* Directions for this task: Print exactly the lines from the line with "object_class: furled sail" to the last line of the data, please, both included.

Spatial localization data:
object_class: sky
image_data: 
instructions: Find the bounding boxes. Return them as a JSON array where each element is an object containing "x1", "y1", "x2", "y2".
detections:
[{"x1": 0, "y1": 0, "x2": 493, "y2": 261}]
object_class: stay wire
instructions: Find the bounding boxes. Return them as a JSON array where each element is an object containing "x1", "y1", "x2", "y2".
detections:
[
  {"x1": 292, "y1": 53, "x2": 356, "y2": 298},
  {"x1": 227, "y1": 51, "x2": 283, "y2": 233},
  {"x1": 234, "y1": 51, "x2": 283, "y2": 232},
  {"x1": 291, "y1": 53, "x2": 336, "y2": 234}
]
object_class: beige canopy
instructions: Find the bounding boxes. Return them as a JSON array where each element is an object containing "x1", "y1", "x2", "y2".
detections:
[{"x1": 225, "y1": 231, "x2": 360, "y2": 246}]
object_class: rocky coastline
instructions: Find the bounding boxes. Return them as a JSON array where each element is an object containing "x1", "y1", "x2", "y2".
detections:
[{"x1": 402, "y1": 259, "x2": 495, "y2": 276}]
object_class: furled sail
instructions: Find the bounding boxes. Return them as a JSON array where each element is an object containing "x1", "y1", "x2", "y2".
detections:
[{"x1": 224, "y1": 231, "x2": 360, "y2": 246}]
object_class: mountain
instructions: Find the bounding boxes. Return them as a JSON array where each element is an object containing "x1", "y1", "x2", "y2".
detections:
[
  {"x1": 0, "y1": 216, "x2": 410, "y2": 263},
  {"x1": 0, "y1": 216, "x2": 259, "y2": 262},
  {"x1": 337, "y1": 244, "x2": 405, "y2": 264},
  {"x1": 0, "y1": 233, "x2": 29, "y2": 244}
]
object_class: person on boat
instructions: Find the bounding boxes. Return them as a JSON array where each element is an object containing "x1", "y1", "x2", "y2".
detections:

* Task answer:
object_class: furled sail
instructions: Find the bounding boxes. Return them as a JSON array where each element is an object containing "x1", "y1", "x2", "y2".
detections:
[{"x1": 224, "y1": 231, "x2": 360, "y2": 246}]
object_class: mountain
instructions: Find the bounding boxes. Return them as a JSON array where each element is an object containing "x1", "y1", "x2", "y2".
detections:
[
  {"x1": 0, "y1": 216, "x2": 410, "y2": 263},
  {"x1": 0, "y1": 216, "x2": 259, "y2": 262},
  {"x1": 337, "y1": 244, "x2": 405, "y2": 264},
  {"x1": 0, "y1": 233, "x2": 29, "y2": 244}
]
object_class: person on boat
instructions: Find the bounding boxes. Return them as a JSON array where each element is an object containing "x1", "y1", "x2", "y2".
detections:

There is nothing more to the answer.